SET OF TASKS:
(1) Return the part of the tea passage from "While a bouquet" up to and including "those unpleasant symptoms.", word for word.
(2) Continue the passage on teas for sleep, picking up after its final sentence.

PASSAGE SHOWN START

EnergiTea gets its kick two ways. First, it's high in antioxidants. Second, ginseng in this tea helps boost metabolism.
After a long day, our brains tend to be clouded by the mental toll its taken, which can make it difficult to relax and drift into a restful slumber. While it has become common to revert to alcohol and other depressant drugs to relax, studies show that this routine can be very damaging to your health. Tea’s similar sedative effects can actually benefit your mental and physical health in the process. Here are a few teas to drink before bed.
While a bouquet of roses are a way to welcome a loved one home, rose tea is also a way to comfort them. Rose tea can help to regulate and promote your sleep patterns by working with the hormones that control your circadian rhythm. Additionally, rose tea can ease the activity of hormones that drive menstrual cycles, which is effective in alleviating some of those unpleasant symptoms.

PASSAGE SHOWN END
DATA EXTRACT START

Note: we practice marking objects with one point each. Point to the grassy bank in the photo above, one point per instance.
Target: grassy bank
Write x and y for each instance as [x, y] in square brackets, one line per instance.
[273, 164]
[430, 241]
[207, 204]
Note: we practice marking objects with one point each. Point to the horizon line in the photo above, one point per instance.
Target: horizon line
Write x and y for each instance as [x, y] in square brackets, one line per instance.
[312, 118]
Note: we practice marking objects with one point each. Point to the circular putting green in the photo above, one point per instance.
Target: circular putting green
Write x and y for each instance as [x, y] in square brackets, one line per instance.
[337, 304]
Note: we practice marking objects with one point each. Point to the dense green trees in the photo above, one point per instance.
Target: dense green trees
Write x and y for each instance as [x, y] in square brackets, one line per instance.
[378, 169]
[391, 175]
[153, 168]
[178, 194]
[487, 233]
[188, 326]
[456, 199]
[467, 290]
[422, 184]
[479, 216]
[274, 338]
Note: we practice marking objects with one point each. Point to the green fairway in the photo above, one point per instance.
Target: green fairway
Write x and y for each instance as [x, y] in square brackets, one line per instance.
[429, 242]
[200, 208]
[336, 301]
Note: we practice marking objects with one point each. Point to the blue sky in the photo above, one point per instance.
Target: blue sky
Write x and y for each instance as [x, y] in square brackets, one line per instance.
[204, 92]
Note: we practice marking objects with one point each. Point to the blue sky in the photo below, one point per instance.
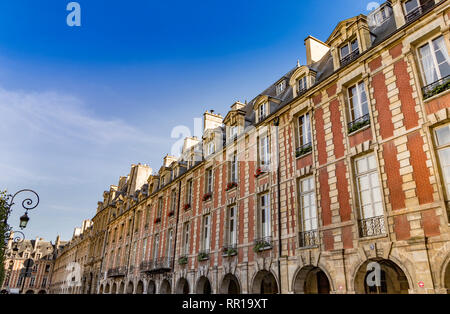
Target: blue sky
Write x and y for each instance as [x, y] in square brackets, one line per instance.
[79, 105]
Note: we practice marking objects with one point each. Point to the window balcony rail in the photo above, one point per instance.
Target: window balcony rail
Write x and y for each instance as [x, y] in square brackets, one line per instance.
[350, 57]
[303, 150]
[436, 88]
[419, 11]
[183, 260]
[263, 244]
[370, 227]
[117, 272]
[308, 239]
[158, 265]
[359, 123]
[229, 250]
[203, 255]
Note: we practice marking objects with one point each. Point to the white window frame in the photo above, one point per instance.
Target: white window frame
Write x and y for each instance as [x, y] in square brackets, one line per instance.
[265, 215]
[308, 205]
[436, 68]
[360, 88]
[370, 189]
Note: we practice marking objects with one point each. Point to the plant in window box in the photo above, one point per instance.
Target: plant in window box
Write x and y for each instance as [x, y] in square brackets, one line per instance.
[207, 196]
[259, 171]
[229, 251]
[230, 186]
[261, 245]
[305, 149]
[202, 256]
[183, 260]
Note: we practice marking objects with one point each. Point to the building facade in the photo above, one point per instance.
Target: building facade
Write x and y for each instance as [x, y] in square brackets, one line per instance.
[338, 169]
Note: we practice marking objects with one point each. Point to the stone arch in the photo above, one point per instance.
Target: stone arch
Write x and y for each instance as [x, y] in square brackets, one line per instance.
[230, 285]
[140, 287]
[311, 280]
[121, 288]
[165, 287]
[264, 282]
[393, 278]
[203, 286]
[151, 287]
[182, 286]
[130, 288]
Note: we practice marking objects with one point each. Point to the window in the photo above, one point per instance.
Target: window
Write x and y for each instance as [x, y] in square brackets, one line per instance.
[264, 158]
[302, 85]
[304, 130]
[281, 87]
[442, 136]
[368, 187]
[233, 168]
[262, 112]
[308, 207]
[206, 232]
[173, 201]
[156, 246]
[160, 207]
[232, 226]
[169, 244]
[266, 228]
[349, 51]
[209, 180]
[359, 109]
[186, 239]
[210, 148]
[189, 192]
[435, 60]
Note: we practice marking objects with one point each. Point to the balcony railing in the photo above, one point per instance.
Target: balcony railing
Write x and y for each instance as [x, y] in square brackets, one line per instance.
[436, 88]
[370, 227]
[350, 57]
[419, 11]
[358, 123]
[158, 265]
[303, 150]
[117, 272]
[308, 238]
[229, 250]
[262, 244]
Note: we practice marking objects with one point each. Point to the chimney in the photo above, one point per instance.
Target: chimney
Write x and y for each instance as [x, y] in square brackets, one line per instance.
[211, 120]
[315, 49]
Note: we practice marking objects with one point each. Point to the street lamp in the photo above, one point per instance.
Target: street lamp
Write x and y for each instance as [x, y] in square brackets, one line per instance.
[24, 221]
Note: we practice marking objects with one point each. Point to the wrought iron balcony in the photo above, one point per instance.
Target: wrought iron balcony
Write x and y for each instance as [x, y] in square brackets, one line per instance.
[436, 88]
[229, 250]
[158, 265]
[370, 227]
[303, 150]
[350, 57]
[263, 244]
[117, 272]
[358, 123]
[419, 11]
[308, 239]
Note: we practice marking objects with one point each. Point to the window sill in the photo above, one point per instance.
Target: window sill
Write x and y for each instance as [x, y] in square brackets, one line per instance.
[360, 130]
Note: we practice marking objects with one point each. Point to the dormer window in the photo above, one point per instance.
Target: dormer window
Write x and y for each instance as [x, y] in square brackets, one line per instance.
[262, 111]
[349, 52]
[210, 148]
[302, 85]
[281, 87]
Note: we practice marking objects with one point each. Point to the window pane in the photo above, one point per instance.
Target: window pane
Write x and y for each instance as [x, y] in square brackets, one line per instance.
[443, 135]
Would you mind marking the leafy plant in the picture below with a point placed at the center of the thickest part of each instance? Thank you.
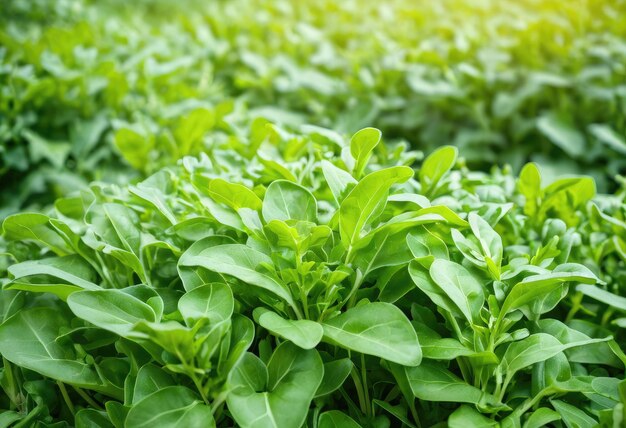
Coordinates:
(327, 284)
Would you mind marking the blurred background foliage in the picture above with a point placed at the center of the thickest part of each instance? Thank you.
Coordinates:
(114, 90)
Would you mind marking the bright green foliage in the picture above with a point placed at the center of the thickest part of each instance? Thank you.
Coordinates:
(90, 91)
(399, 293)
(212, 215)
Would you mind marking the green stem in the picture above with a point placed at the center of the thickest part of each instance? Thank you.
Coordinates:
(359, 390)
(87, 398)
(576, 305)
(192, 375)
(66, 397)
(366, 394)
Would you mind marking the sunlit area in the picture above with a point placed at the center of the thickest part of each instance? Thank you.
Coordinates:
(298, 213)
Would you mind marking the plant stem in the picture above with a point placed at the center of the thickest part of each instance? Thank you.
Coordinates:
(66, 397)
(359, 390)
(366, 394)
(87, 398)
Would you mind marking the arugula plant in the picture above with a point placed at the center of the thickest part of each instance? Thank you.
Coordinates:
(304, 280)
(90, 92)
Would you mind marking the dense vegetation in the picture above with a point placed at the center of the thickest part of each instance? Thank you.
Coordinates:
(200, 227)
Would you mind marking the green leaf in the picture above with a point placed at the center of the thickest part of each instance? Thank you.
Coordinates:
(467, 416)
(529, 185)
(150, 379)
(363, 202)
(285, 200)
(134, 147)
(34, 227)
(28, 339)
(603, 296)
(72, 274)
(460, 287)
(338, 180)
(92, 418)
(572, 415)
(608, 136)
(279, 395)
(172, 406)
(241, 262)
(534, 349)
(361, 146)
(336, 419)
(535, 287)
(562, 133)
(213, 302)
(490, 241)
(303, 333)
(234, 195)
(432, 382)
(335, 374)
(390, 336)
(541, 418)
(111, 310)
(435, 166)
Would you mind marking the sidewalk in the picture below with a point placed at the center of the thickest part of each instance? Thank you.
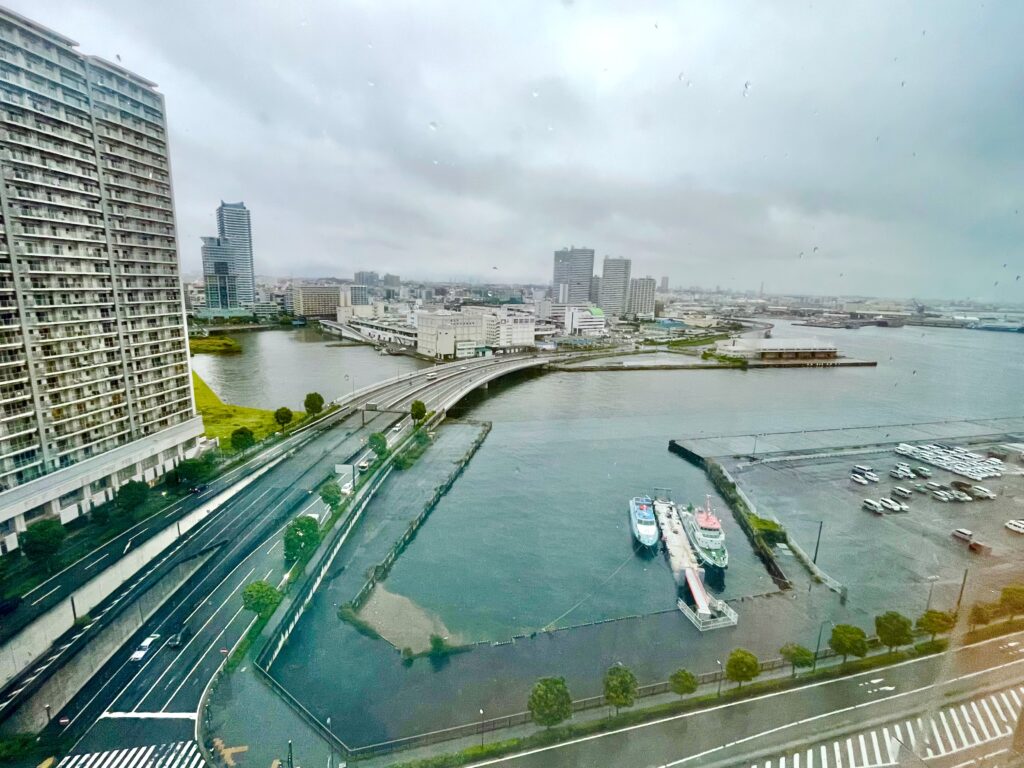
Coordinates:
(269, 723)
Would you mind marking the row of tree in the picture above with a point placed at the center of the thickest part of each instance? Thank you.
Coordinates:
(550, 701)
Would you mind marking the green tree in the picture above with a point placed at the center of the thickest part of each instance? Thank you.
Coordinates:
(550, 701)
(418, 410)
(378, 443)
(934, 622)
(1012, 599)
(980, 614)
(741, 667)
(848, 640)
(620, 687)
(682, 682)
(261, 598)
(243, 438)
(797, 655)
(283, 416)
(301, 538)
(190, 471)
(313, 403)
(131, 496)
(42, 541)
(331, 494)
(893, 630)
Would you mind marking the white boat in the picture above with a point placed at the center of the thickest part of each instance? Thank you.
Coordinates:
(705, 531)
(642, 522)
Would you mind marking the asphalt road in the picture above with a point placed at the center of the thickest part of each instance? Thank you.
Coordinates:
(773, 726)
(163, 690)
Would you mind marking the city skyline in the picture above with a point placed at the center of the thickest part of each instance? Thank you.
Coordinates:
(776, 166)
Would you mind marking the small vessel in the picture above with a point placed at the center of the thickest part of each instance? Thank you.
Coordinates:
(707, 538)
(642, 521)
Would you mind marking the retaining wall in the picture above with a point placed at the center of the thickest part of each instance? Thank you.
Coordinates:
(31, 717)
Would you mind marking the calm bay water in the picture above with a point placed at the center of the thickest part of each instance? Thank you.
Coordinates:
(279, 368)
(535, 532)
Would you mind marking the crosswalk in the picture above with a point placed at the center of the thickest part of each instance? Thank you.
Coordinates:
(952, 729)
(175, 755)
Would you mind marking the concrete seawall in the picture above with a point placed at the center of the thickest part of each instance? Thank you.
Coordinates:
(31, 717)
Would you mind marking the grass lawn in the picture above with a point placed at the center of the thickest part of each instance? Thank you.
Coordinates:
(213, 344)
(220, 419)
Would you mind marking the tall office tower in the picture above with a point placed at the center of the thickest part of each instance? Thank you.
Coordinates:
(570, 281)
(95, 386)
(642, 297)
(227, 260)
(370, 280)
(614, 286)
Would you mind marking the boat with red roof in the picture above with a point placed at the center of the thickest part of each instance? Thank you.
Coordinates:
(706, 535)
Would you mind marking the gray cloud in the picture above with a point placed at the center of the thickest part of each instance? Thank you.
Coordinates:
(713, 143)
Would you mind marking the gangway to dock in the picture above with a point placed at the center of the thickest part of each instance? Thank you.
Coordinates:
(708, 611)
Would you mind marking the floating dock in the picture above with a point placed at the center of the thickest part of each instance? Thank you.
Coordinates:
(708, 612)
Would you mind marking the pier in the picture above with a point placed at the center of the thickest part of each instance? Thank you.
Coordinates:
(708, 612)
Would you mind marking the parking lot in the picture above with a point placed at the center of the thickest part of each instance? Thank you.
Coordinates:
(892, 559)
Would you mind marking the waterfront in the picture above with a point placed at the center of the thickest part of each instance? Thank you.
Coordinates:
(279, 368)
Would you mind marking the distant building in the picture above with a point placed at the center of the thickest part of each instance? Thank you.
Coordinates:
(641, 302)
(773, 349)
(614, 286)
(354, 295)
(227, 260)
(585, 321)
(571, 275)
(315, 301)
(370, 280)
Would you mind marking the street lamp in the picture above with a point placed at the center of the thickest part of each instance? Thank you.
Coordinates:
(931, 589)
(817, 645)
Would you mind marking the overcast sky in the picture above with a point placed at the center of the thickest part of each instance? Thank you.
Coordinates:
(873, 148)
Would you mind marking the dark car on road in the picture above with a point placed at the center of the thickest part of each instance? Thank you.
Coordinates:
(180, 637)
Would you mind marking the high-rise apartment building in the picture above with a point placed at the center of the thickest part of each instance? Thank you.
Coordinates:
(370, 280)
(227, 260)
(95, 386)
(570, 281)
(315, 301)
(641, 301)
(614, 286)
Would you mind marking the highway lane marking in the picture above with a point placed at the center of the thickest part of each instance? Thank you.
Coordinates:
(39, 600)
(96, 562)
(203, 657)
(151, 715)
(753, 699)
(195, 636)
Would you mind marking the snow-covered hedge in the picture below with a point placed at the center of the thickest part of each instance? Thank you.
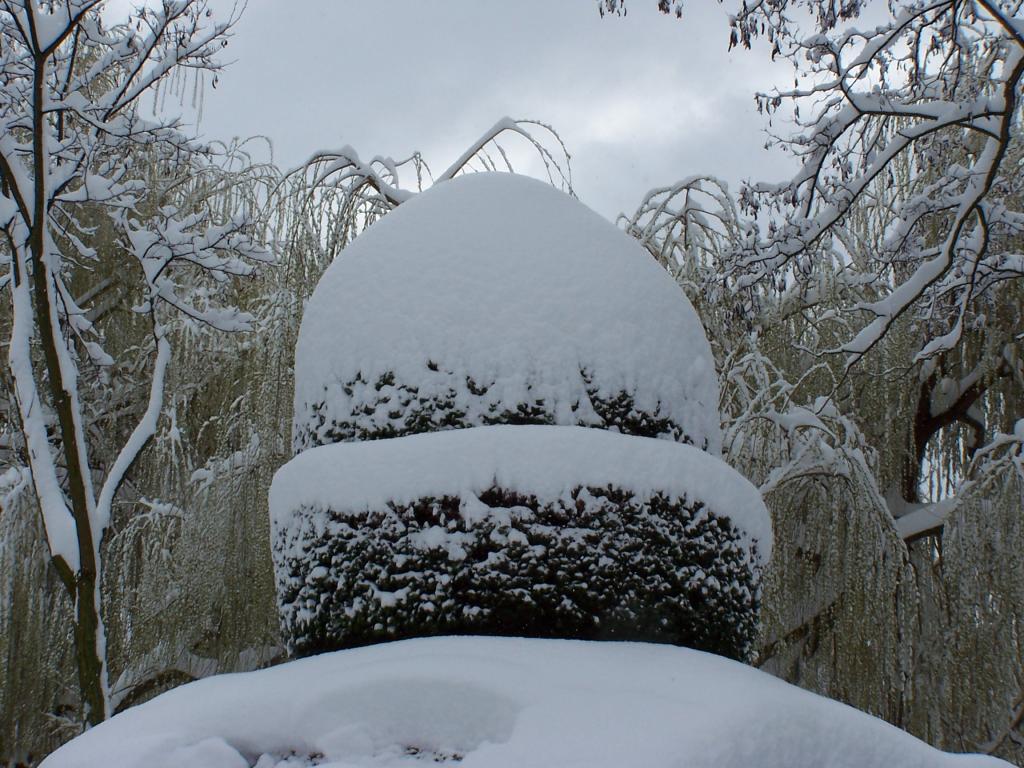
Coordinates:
(527, 530)
(497, 299)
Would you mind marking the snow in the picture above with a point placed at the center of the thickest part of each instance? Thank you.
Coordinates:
(499, 281)
(500, 702)
(544, 461)
(914, 519)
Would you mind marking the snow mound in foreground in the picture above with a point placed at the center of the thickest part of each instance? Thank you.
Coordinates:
(500, 702)
(496, 299)
(526, 530)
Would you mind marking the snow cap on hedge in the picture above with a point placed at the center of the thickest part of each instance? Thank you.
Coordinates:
(499, 282)
(541, 461)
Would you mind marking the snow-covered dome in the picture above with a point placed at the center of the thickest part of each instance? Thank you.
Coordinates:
(495, 298)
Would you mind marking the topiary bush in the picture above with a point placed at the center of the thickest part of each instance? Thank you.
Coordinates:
(590, 562)
(388, 408)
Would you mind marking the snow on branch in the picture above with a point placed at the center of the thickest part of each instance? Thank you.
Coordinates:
(370, 188)
(88, 184)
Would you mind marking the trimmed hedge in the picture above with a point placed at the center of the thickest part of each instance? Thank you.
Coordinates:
(598, 565)
(387, 408)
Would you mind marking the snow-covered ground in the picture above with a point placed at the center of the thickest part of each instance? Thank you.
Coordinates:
(501, 702)
(548, 462)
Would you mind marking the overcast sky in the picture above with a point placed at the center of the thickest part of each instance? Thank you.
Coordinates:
(640, 100)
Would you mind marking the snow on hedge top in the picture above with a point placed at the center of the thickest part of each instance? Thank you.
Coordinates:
(543, 461)
(501, 702)
(502, 283)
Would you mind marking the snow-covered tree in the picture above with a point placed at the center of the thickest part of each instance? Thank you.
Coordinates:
(83, 186)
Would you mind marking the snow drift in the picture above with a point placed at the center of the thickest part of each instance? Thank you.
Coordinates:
(501, 702)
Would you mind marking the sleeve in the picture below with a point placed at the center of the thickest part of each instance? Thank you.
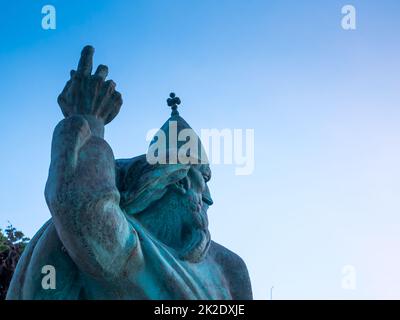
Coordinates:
(83, 199)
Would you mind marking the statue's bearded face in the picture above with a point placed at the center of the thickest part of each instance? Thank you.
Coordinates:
(179, 218)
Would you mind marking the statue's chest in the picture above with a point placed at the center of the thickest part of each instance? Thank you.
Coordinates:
(163, 276)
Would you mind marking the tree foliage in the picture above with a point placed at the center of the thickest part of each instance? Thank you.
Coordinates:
(12, 244)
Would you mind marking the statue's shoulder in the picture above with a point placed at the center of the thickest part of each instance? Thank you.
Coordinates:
(235, 271)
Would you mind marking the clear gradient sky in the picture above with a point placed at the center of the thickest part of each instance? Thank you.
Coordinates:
(324, 104)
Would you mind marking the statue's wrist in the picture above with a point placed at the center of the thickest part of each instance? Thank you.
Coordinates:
(96, 125)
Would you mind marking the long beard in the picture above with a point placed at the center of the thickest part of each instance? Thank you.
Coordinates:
(184, 227)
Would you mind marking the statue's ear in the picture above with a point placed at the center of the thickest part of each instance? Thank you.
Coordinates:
(181, 186)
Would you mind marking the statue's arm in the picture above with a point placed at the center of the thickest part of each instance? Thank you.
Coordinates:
(81, 191)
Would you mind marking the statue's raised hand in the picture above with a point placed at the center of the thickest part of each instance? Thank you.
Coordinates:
(90, 95)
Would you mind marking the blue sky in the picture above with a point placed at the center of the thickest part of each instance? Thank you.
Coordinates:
(323, 102)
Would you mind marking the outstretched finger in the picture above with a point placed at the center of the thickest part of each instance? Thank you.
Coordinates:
(85, 64)
(102, 71)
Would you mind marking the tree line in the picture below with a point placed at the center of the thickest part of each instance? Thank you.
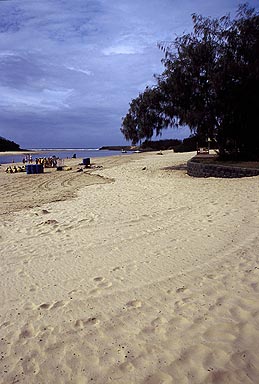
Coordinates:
(210, 82)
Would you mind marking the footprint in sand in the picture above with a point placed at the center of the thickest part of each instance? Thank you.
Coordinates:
(82, 323)
(101, 283)
(55, 305)
(134, 304)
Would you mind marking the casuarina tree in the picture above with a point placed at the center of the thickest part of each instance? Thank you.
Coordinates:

DATA EXTRACT END

RESPONSES FOR EACH TASK:
(1)
While a bouquet of roses are a way to welcome a loved one home, rose tea is also a way to comfort them. Rose tea can help to regulate and promote your sleep patterns by working with the hormones that control your circadian rhythm. Additionally, rose tea can ease the activity of hormones that drive menstrual cycles, which is effective in alleviating some of those unpleasant symptoms.

(2)
Chamomile and Lemon Chamomile
Chamomile is versatile, it has enough remedial abilities to qualify for the immunity category, yet it currently tops the list as a relaxant. That is due to its ability to enhance healthy sleep. The chemical properties of chamomile can bind to receptors in your brain that influence healthy sleep. This helps limit the amount of times you wake up every night, and those extra hours of sleep can lower levels of depression.
Lemon Chamomile is some of the best tasting chamomile. Lemon Chamomile can improve sleep and relaxation. It also contains cinnamon which can help with blood balance.
The disarming, relaxing scent of jasmine makes Dragon Pearls drinkable aroma therapy. Inhaling the sweet fragrance of jasmine relaxes both mind and body. Young green tea shoots used to make the pearls are also lower in caffeine compared to other teas.
Perhaps the leader in the alternative medicine category is herbal tea. For centuries, herbal infused beverages have brought relief from cold, flu and other illnesses. Here are a few teas that will both help alleviate your symptoms and boost your immune system.
The hibiscus use to make tea is not the same as the beautiful Hawaiian flower. Hibiscus extends its beauty into beverages, offering an eye catching color and a variety of health benefits. An abundance of scientific research suggests that consumption of anthocyanins can help equip your body to better defend against heart disease and can improve blood flow. Enjoy with mint and a squeeze of lemon and take in its refreshing flavor — your body will thank you for it.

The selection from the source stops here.